3. Without prejudice to above contention he submits, the tribunal
has made impugned order. Section 33 prescribes for various time
limits. Petitioner had approached for correction within prescribed time
and the arbitrator has dealt with it, also within prescribed time. There
is no scope for enlarging the time by judicial review under writ
jurisdiction. He relies on views of a Division Bench of High Court of
Allahabad in M/s. Kali Charan Pandey vs. Union of India reported
in (2014) 107 ALR 409, also available at 2014 SCC On line ALL
15963, paragraph 11 reproduced below.
" 11. In view of the specific language of section 33 of Act, 1996 which is not under challenge before us, there cannot be a mandamus by this Court to the Arbitrator to act contrary to the Statutory provisions, as the outer limit fixed for making of the correction i.e., 30 days from the date the request is made has expired long back."
He submits, if petitioner is aggrieved by impugned order, merged in
the award, petitioner might challenge the same.
// 3 //
4. He also relies on judgment dated 22nd November, 2021 of
the Supreme Court in Civil Appeal no.6876 of 2021 (Gyan Prakash
Arya vs. Titan Industries Limited), paragraphs 11 and 12
reproduced below.

SOURCE DATA:

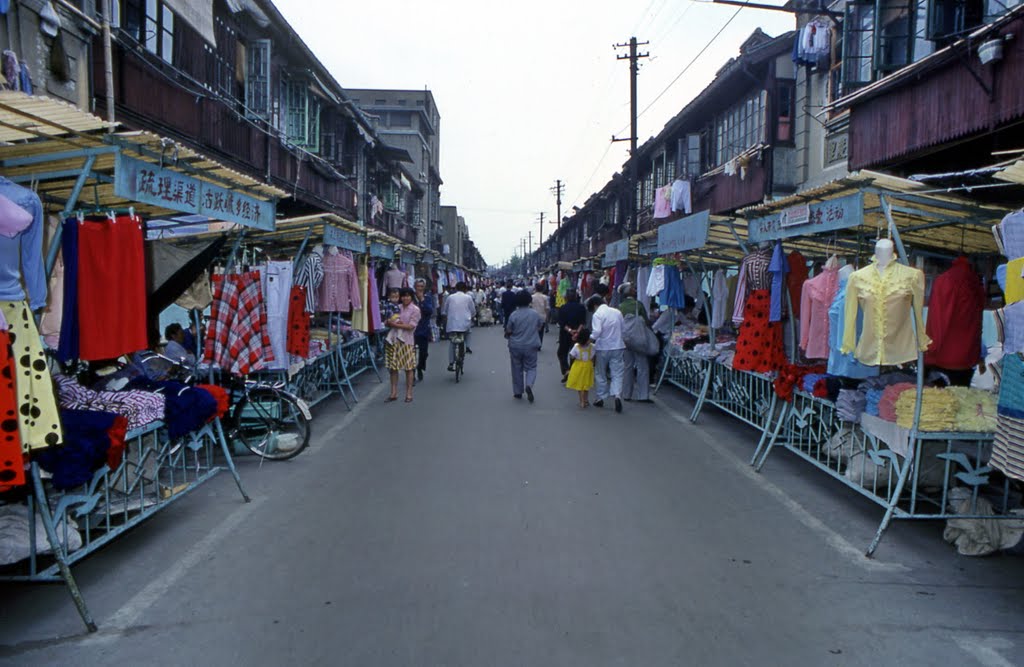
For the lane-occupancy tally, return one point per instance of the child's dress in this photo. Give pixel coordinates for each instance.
(582, 374)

THE TASK: Rewrite the passage of the judgment excerpt starting with "3. Without prejudice" and going on through "11 reproduced below.", substituting "challenged order" for "impugned order". You won't need the material for this.

RESPONSE FOR THIS EXERCISE:
3. Without prejudice to above contention he submits, the tribunal
has made challenged order. Section 33 prescribes for various time
limits. Petitioner had approached for correction within prescribed time
and the arbitrator has dealt with it, also within prescribed time. There
is no scope for enlarging the time by judicial review under writ
jurisdiction. He relies on views of a Division Bench of High Court of
Allahabad in M/s. Kali Charan Pandey vs. Union of India reported
in (2014) 107 ALR 409, also available at 2014 SCC On line ALL
15963, paragraph 11 reproduced below.